READING TEXT:
┌──

The goal of Csaba Pál’s research group is to develop antibiotic molecules that are effective against MRSA infection caused by the methicillin-resistant Staphylococcus aureus bacterium, or MRSA for short. MRSA is one of the most dangerous pathogens in Europe, including Hungary. There are countries where it causes more infections and often fatal conditions than any other infectious disease combined. Some estimates put the associated global health care costs at USD 5 billion a year. Antibiotics currently on the market and under development do not offer a satisfactory solution because MRSA adapts extremely quickly to new antibiotics.

In close professional collaboration with the University of Ljubljana, the research team designed two qualitatively new antibiotic candidates, called ULD1 and ULD2. The special property of these molecules is that they have several targets within the bacterial cell, so the development of resistance is minimal. Preliminary experiments in mice show that ULD1 and ULD2 are particularly effective against MRSA skin infections, and at the same time, they have no detrimental effect on human cells. Csaba Pál et al. demonstrated that antibiotics on the market or under development are ineffective against many genetic variants of MRSA. In sharp contrast, ULD1 and ULD2 effectively eradicated all MRDA variants tested under laboratory conditions. Therefore, the international patenting process for this family of molecules is already in progress.

└──

TASK REQUIREMENTS:
Could you write out, word for word, the part of the MRSA antibiotic text that begins with the words "In close professional" and ends with "already in progress."? The records that follow are separate material with no connection to the text above.

Data items:
┌──

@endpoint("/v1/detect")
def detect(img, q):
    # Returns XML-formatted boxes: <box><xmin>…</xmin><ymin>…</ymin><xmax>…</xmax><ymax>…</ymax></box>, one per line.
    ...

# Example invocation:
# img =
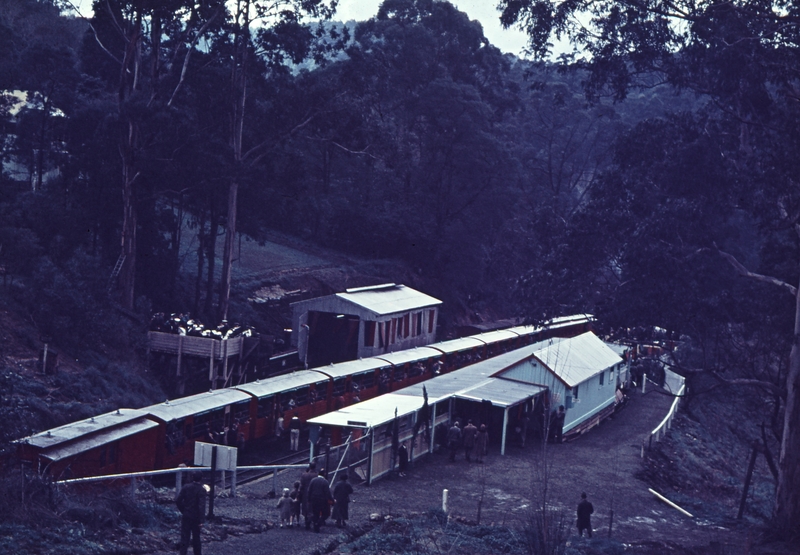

└──

REPLY TO THE EXERCISE:
In close professional collaboration with the University of Ljubljana, the research team designed two qualitatively new antibiotic candidates, called ULD1 and ULD2. The special property of these molecules is that they have several targets within the bacterial cell, so the development of resistance is minimal. Preliminary experiments in mice show that ULD1 and ULD2 are particularly effective against MRSA skin infections, and at the same time, they have no detrimental effect on human cells. Csaba Pál et al. demonstrated that antibiotics on the market or under development are ineffective against many genetic variants of MRSA. In sharp contrast, ULD1 and ULD2 effectively eradicated all MRDA variants tested under laboratory conditions. Therefore, the international patenting process for this family of molecules is already in progress.